** begin Entries supplied **

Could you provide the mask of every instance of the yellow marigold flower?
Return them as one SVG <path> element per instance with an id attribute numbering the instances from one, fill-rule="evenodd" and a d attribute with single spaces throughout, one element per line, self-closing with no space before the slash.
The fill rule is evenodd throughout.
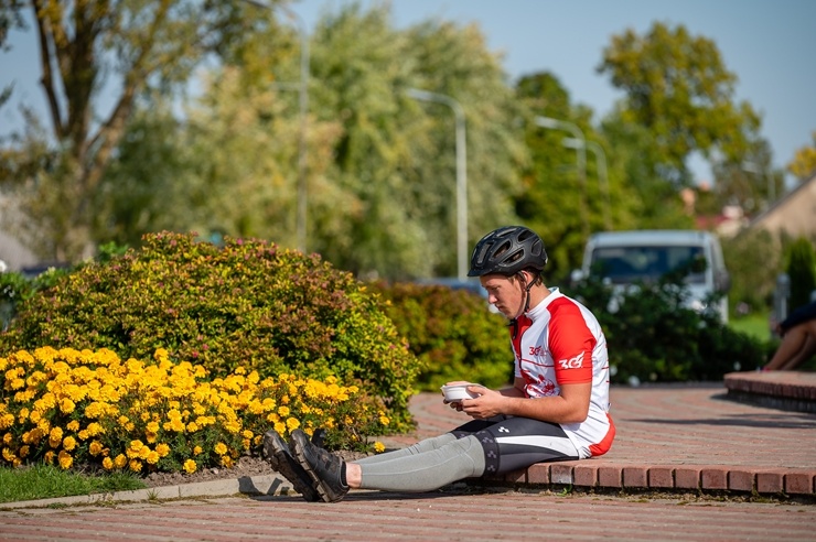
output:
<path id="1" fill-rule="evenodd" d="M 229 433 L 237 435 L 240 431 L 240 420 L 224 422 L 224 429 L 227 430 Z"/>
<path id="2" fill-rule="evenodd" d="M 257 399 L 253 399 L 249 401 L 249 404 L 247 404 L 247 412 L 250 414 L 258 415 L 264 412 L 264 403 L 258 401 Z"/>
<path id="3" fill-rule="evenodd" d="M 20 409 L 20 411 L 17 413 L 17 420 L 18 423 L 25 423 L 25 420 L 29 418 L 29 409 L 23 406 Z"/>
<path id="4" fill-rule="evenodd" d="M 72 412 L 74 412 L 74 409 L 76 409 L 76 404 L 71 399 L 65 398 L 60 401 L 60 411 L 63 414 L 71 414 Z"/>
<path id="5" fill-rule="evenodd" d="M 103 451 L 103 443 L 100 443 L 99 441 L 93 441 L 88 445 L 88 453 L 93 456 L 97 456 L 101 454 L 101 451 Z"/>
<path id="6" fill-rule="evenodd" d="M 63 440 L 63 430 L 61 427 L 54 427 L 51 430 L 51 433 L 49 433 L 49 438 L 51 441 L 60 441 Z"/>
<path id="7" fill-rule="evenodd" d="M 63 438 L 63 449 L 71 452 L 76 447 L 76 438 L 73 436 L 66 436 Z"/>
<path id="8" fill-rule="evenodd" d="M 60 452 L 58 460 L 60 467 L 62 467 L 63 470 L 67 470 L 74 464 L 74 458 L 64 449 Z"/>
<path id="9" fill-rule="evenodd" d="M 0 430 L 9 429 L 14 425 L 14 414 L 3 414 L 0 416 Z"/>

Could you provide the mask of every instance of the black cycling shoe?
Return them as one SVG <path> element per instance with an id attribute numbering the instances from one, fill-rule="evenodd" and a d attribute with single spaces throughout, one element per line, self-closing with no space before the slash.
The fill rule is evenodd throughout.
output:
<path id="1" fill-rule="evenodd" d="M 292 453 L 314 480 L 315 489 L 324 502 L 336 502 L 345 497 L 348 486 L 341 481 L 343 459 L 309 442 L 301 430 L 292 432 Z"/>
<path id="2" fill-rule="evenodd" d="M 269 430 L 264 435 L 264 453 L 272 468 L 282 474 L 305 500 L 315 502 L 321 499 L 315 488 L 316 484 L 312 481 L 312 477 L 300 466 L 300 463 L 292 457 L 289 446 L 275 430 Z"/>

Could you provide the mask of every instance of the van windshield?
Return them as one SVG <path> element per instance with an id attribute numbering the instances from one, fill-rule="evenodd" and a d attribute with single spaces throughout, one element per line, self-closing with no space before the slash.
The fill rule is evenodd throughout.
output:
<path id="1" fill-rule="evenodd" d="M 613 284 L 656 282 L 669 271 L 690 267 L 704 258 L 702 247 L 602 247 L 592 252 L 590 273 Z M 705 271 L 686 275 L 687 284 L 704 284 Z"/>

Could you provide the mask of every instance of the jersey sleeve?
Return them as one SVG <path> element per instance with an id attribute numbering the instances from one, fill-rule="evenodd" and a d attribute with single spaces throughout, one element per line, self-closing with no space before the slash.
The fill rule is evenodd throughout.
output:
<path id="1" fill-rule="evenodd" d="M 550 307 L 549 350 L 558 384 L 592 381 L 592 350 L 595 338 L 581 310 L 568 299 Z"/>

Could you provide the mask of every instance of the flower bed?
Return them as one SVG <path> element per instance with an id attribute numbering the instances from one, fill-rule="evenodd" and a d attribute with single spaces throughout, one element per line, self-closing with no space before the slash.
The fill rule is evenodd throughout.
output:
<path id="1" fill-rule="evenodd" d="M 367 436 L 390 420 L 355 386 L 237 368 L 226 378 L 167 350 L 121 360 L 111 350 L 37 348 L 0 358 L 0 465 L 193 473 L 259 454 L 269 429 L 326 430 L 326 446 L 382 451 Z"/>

** end Entries supplied **

__Short task__.
Reproduce all of the material above line for line, without changing anything, but leave out the picture.

__Task output__.
Could you provide the mask of every instance of the yellow marigold flower?
Return them as one SVG <path> element per instance with an id attribute numbering the instances from one, fill-rule="evenodd" and a d attribute with single spaces throughout, one element per line, self-closing with no space before the slash.
The fill rule is evenodd throughout.
output:
<path id="1" fill-rule="evenodd" d="M 229 433 L 237 435 L 240 431 L 240 420 L 224 422 L 224 429 L 227 430 Z"/>
<path id="2" fill-rule="evenodd" d="M 257 399 L 253 399 L 249 401 L 249 404 L 247 404 L 247 412 L 250 414 L 258 415 L 264 412 L 264 403 L 258 401 Z"/>
<path id="3" fill-rule="evenodd" d="M 20 409 L 20 411 L 17 413 L 17 420 L 18 423 L 25 423 L 25 420 L 29 418 L 29 409 L 23 406 Z"/>
<path id="4" fill-rule="evenodd" d="M 72 412 L 74 412 L 74 409 L 76 409 L 76 404 L 71 399 L 65 398 L 60 401 L 60 411 L 63 414 L 71 414 Z"/>
<path id="5" fill-rule="evenodd" d="M 103 451 L 103 443 L 100 443 L 99 441 L 93 441 L 88 445 L 88 453 L 93 456 L 97 456 L 101 454 L 101 451 Z"/>
<path id="6" fill-rule="evenodd" d="M 63 440 L 63 430 L 61 427 L 54 427 L 51 430 L 51 433 L 49 433 L 49 438 L 51 441 L 60 441 Z"/>
<path id="7" fill-rule="evenodd" d="M 63 438 L 63 449 L 71 452 L 76 447 L 76 438 L 73 436 L 66 436 Z"/>
<path id="8" fill-rule="evenodd" d="M 60 452 L 58 460 L 60 467 L 62 467 L 63 470 L 67 470 L 74 464 L 74 458 L 64 449 Z"/>
<path id="9" fill-rule="evenodd" d="M 0 430 L 9 429 L 14 425 L 14 414 L 3 414 L 0 416 Z"/>

Could you provide the mask of every instance of the black cycling shoe?
Return them as one SVG <path> element per instance with an id attribute numbering the instances from one, fill-rule="evenodd" and a d attribute with single spaces throughout, one element per line, self-closing with no space before the slash.
The fill rule is evenodd throughout.
output:
<path id="1" fill-rule="evenodd" d="M 292 453 L 314 480 L 315 489 L 324 502 L 336 502 L 345 497 L 348 486 L 341 481 L 343 459 L 309 442 L 301 430 L 292 432 Z"/>
<path id="2" fill-rule="evenodd" d="M 269 430 L 264 435 L 264 453 L 272 468 L 282 474 L 305 500 L 315 502 L 321 499 L 315 488 L 316 484 L 312 481 L 312 477 L 300 466 L 300 463 L 292 457 L 289 446 L 275 430 Z"/>

Could you provide the mask of every instance of the van windshield?
Return them as one SVG <path> element per instance with an id attribute numbering the instances from one, fill-rule="evenodd" and a d attribute with single spaces throughout, one element per line, self-closing with no space before the slash.
The fill rule is evenodd throughout.
output:
<path id="1" fill-rule="evenodd" d="M 613 284 L 656 282 L 669 271 L 690 267 L 704 258 L 702 247 L 602 247 L 592 252 L 590 273 Z M 705 271 L 686 275 L 687 284 L 704 284 Z"/>

Could you provide the mask of every instance of the jersey sleeve?
Return them as one SVG <path> element per instance with an id attribute numbering the instances from one, fill-rule="evenodd" and a d attribute with single spaces throughout, one element per line, self-closing with no space before the slash.
The fill rule is evenodd throughout.
output:
<path id="1" fill-rule="evenodd" d="M 550 307 L 549 350 L 558 384 L 592 381 L 592 350 L 595 338 L 581 310 L 568 299 Z"/>

Could you provide the mask of every instance of the flower bed?
Return them as one SVG <path> element per instance with an id attribute numbering the instances from one, fill-rule="evenodd" and a d attribute with single spaces throughout, one element per line, self-closing with no space before the slash.
The fill rule is evenodd throughout.
output:
<path id="1" fill-rule="evenodd" d="M 367 436 L 390 420 L 355 386 L 237 368 L 226 378 L 167 350 L 121 360 L 111 350 L 37 348 L 0 358 L 0 465 L 193 473 L 259 454 L 269 429 L 326 430 L 326 446 L 382 451 Z"/>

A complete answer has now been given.